*** Text under study ***

A vulnerable widow suffered a suspected heart attack as a Romeo conman from Ghana pressurised her on the phone to take out a bank loan for him.
The 59-year-old woman, who has no supporting family, tried to borrow £2,500 from NatWest in Cathedral Square to send to the man called Jacob whom she had met on Facebook and called her ‘boyfriend’.
However, a concerned staff member at the bank, who could hear his voice on the other end of the phone, refused to authorise the loan which prompted the woman to become very distressed and plead: “Jacob will go mad.”
Despite the victim being sent to Peterborough City Hospital, Jacob insisted on speaking to her and according to police was “very aggressive and controlling.”
Jacob had claimed to be of American nationality and to have spent time in Syria.
He told the victim that his bank account had been frozen and conned her into sending him a mobile phone.
The bank incident happened on Thursday, January 29.
The woman, from the Orton area of Peterborough, is said to be improving following the incident, but is still very stressed.
This is the third internet romantic scam police are aware of since the turn of the year, and the problem is expected to become worse with Valentine’s Day approaching.
A previous victim had been befriended through Facebook by a man who claimed to be an American living in Nigeria.

*** Data for analysis ***

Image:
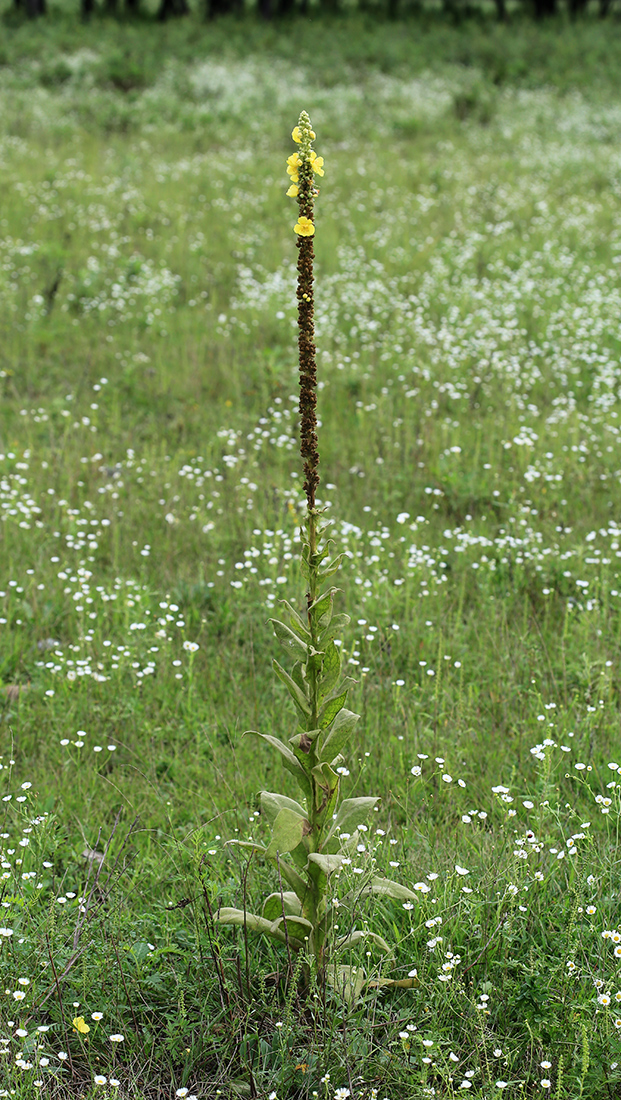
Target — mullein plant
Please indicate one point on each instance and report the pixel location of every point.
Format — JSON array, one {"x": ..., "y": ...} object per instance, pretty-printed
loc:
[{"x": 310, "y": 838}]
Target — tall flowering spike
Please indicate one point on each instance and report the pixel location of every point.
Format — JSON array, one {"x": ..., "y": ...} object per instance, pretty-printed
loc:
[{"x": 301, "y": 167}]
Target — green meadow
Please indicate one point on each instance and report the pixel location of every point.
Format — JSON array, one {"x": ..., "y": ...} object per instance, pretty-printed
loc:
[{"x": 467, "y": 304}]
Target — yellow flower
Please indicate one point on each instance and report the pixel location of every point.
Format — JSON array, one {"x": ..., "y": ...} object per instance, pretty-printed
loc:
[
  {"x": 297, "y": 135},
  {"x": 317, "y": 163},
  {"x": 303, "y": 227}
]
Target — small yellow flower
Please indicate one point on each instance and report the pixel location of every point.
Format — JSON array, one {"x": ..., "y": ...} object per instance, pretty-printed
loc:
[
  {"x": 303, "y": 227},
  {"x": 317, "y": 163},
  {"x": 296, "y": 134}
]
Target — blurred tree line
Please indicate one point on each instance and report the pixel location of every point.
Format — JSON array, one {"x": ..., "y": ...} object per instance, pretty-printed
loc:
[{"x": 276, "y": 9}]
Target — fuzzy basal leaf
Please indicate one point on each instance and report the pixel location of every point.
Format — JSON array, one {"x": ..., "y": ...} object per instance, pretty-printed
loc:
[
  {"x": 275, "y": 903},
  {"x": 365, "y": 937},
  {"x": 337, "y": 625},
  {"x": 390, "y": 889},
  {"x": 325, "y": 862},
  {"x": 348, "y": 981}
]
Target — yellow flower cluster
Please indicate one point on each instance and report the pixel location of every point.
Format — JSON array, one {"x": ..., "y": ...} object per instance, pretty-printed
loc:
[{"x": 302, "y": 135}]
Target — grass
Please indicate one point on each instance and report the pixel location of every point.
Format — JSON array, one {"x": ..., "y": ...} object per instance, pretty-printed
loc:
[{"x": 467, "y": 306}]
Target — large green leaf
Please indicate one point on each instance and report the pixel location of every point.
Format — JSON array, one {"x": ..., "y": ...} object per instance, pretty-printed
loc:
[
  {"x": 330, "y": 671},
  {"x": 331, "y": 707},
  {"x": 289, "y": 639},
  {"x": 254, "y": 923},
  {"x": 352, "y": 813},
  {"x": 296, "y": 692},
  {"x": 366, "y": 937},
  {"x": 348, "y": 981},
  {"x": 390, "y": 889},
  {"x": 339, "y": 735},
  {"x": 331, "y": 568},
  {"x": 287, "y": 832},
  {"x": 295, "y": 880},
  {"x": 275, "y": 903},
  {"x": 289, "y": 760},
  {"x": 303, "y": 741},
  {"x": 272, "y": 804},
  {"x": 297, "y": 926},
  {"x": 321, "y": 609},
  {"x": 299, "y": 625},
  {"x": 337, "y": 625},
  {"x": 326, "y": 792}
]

***
*** Data for analysis ***

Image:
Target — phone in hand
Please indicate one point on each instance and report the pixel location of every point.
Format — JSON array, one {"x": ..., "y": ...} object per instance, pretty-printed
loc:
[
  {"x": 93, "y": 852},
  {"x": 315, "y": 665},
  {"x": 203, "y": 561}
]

***
*** Data for analysis ***

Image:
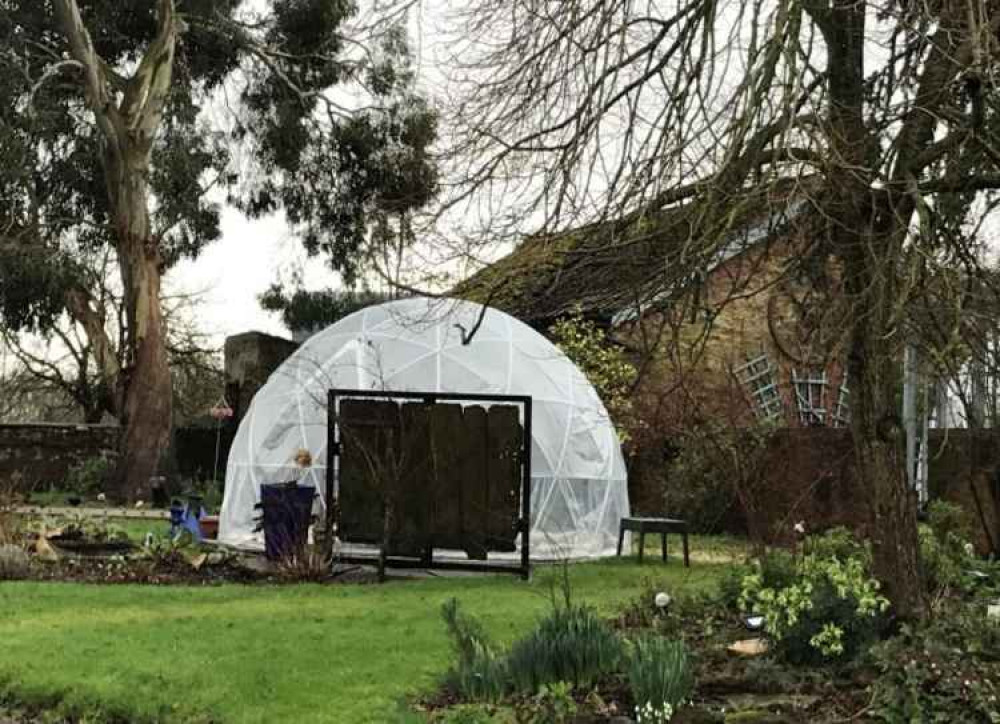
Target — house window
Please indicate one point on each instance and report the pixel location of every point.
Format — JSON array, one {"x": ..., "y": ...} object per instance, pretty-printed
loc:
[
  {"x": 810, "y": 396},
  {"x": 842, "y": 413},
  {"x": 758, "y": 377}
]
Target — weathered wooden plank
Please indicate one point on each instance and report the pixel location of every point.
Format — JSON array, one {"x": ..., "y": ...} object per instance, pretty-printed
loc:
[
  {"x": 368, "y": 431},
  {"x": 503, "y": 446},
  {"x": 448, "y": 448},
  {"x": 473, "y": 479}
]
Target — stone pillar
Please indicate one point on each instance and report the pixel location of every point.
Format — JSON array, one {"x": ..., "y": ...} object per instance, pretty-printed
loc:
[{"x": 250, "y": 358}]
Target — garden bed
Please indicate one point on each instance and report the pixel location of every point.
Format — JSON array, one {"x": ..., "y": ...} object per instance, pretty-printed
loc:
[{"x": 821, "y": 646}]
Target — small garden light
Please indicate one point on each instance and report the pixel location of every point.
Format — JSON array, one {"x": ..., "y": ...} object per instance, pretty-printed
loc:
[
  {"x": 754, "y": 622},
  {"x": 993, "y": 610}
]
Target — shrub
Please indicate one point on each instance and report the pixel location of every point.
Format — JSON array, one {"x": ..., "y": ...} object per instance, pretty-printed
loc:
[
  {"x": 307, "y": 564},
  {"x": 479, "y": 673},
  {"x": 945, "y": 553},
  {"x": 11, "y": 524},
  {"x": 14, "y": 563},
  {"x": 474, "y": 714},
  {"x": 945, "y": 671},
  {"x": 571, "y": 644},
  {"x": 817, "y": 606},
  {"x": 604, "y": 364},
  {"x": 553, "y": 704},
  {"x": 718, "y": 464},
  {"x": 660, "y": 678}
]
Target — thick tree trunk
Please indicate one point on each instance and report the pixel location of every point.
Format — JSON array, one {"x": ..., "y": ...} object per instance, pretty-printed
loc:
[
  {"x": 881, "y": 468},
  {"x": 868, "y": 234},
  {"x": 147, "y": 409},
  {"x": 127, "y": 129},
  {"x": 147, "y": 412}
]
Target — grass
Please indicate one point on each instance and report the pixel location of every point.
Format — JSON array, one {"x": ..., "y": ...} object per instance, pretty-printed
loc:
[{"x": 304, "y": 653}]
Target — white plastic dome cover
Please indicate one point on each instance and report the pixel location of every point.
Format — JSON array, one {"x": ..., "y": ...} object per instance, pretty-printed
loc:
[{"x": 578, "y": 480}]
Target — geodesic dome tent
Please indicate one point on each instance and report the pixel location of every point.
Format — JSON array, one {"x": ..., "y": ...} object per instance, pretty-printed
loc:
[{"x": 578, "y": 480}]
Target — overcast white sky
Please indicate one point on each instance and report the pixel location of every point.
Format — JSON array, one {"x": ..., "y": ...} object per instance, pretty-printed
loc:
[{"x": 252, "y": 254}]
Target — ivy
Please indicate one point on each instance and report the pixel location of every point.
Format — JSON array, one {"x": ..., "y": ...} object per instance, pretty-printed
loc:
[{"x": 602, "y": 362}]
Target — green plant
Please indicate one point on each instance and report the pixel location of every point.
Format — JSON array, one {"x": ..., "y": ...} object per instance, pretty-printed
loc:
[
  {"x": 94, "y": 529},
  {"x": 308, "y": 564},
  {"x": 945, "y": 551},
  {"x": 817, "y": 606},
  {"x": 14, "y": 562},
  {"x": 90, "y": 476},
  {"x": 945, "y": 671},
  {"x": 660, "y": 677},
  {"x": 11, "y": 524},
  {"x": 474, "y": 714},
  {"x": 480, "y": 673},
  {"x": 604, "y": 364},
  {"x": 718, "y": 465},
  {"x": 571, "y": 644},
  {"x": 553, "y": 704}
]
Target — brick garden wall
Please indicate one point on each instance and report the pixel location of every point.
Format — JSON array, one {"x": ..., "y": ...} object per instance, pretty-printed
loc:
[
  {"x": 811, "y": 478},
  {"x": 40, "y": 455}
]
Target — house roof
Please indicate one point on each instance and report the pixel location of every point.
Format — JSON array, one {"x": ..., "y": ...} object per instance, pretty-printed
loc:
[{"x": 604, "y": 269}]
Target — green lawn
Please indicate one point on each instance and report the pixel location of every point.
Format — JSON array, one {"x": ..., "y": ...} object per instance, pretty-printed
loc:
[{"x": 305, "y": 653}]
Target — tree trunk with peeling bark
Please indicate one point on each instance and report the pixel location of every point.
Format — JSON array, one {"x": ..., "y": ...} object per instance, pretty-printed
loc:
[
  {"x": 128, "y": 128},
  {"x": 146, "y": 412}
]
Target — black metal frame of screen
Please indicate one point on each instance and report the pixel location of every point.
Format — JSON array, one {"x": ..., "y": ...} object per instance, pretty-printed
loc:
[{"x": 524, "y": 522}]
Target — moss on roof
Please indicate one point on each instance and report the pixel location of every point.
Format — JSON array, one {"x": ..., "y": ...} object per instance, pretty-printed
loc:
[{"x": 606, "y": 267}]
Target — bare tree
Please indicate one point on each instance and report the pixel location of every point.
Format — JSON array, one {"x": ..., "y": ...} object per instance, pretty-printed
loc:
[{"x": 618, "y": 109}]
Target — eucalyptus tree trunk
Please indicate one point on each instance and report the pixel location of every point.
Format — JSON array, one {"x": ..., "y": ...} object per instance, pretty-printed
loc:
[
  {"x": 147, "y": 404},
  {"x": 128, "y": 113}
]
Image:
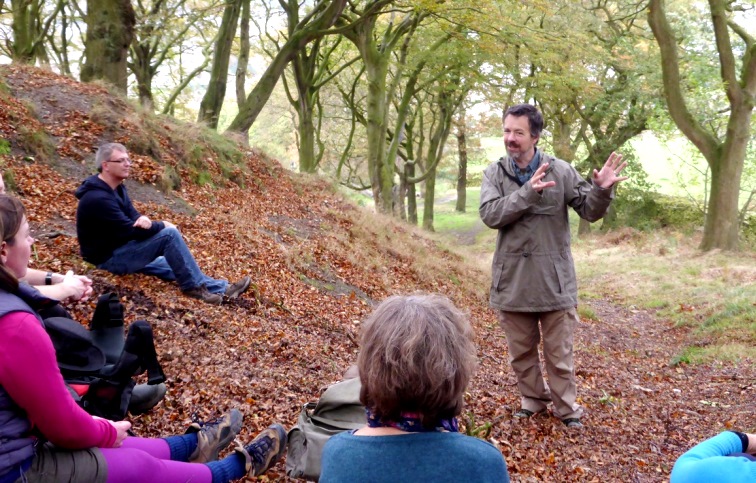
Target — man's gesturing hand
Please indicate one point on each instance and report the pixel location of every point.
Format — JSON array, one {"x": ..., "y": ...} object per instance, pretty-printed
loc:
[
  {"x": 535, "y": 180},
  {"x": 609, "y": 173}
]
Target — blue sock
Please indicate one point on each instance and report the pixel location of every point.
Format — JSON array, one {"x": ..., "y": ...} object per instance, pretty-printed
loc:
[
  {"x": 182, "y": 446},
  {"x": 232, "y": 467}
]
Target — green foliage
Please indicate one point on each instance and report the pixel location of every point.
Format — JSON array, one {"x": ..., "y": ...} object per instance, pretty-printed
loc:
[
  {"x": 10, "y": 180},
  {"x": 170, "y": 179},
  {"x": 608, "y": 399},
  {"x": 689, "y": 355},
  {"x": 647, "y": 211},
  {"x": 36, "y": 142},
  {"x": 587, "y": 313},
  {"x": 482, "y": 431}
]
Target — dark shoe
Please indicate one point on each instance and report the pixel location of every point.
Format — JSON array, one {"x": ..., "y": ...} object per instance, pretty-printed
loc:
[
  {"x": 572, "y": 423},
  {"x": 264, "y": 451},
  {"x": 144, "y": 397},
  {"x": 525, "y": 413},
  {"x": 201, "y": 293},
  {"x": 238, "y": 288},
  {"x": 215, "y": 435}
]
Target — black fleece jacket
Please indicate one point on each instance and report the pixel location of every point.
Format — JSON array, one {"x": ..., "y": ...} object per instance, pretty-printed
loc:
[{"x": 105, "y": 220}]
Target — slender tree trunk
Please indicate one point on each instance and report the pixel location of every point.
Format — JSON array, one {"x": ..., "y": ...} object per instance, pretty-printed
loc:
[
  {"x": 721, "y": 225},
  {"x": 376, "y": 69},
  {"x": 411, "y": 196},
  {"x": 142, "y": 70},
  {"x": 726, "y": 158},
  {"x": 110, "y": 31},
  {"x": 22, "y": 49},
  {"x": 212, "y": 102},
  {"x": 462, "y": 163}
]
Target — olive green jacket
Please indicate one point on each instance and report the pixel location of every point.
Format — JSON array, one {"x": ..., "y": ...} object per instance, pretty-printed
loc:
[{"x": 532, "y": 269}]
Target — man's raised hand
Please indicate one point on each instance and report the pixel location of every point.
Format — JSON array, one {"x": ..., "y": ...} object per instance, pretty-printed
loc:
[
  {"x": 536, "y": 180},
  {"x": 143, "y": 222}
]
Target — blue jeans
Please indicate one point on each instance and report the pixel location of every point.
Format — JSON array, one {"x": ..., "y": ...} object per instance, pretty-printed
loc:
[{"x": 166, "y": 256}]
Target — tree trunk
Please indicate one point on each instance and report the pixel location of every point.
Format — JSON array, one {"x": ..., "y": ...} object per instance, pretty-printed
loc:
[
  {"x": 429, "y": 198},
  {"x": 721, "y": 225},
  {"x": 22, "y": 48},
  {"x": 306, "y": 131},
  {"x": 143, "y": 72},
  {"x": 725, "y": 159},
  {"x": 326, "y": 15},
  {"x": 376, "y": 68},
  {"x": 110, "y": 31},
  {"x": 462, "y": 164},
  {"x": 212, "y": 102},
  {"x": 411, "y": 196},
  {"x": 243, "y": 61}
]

***

Exercise instructions: Please repeat word for word the stretch of the romance-scam report from "Despite the victim" through "Valentine’s Day approaching.". These entries come from a separate source.

The answer:
Despite the victim being sent to Peterborough City Hospital, Jacob insisted on speaking to her and according to police was “very aggressive and controlling.”
Jacob had claimed to be of American nationality and to have spent time in Syria.
He told the victim that his bank account had been frozen and conned her into sending him a mobile phone.
The bank incident happened on Thursday, January 29.
The woman, from the Orton area of Peterborough, is said to be improving following the incident, but is still very stressed.
This is the third internet romantic scam police are aware of since the turn of the year, and the problem is expected to become worse with Valentine’s Day approaching.